▶ **YOUR OBJECTIVE**
Repeat word for word the portion of the Starliner schedule article below, from "The current plan" to "a month later.".

====== SELECTED PASSAGE

Boeing resets test schedule for Starliner space taxi; first crewed flight in mid-2019

An artist’s conception shows Boeing’s CST-100 Starliner spacecraft, which is designed to carry astronauts and cargo to and from the International Space Station. (Boeing Illustration)

Last month’s problem with leaky rocket engine valves has forced Boeing to rearrange the sequence of tests for its Starliner space taxi, with the first crewed flight to the International Space Station now planned for no earlier than mid-2019.

John Mulholland, a Boeing vice president who’s program manager for the CST-100 Starliner program, laid out the revised schedule today during a teleconference with journalists.

The current plan calls for an uncrewed Starliner capsule, known as Spacecraft 3, to be launched atop a United Launch Alliance Atlas 5 rocket to the International Space Station in late 2018 or early 2019.

Another capsule, Spacecraft 1, will be put through an uncrewed pad abort test during the first few months of 2019. Assuming that test is successful, Boeing would launch the Starliner’s first crew to the space station aboard yet another Starliner, Spacecraft 2, a month later.

Boeing had planned to start with the pad abort test, which would make use of a “pusher” rocket system designed to throw the capsule clear of its launch vehicle in the event of an emergency. Then it would have done the uncrewed demonstration flight, followed by the crewed demonstration flight, perhaps by the end of 2018.

June’s problem, which cropped up during a hot-fire test of the launch abort system at White Sands Missile Range in New Mexico, forced a change of plans.

“Several of the abort engine valves failed to fully close” at the end of a 1.5-second test firing, Mulholland said. That resulted in a leak of toxic hypergolic propellant, but no damage to the hardware and no injuries to the test team, he said.

============
====== DATA PROVIDED

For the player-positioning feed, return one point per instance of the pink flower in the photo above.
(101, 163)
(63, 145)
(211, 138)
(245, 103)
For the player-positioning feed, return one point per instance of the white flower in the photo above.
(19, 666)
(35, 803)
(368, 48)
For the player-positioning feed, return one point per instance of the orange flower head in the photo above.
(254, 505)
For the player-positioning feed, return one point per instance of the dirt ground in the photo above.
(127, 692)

============

▶ **RESPONSE AREA**
The current plan calls for an uncrewed Starliner capsule, known as Spacecraft 3, to be launched atop a United Launch Alliance Atlas 5 rocket to the International Space Station in late 2018 or early 2019.

Another capsule, Spacecraft 1, will be put through an uncrewed pad abort test during the first few months of 2019. Assuming that test is successful, Boeing would launch the Starliner’s first crew to the space station aboard yet another Starliner, Spacecraft 2, a month later.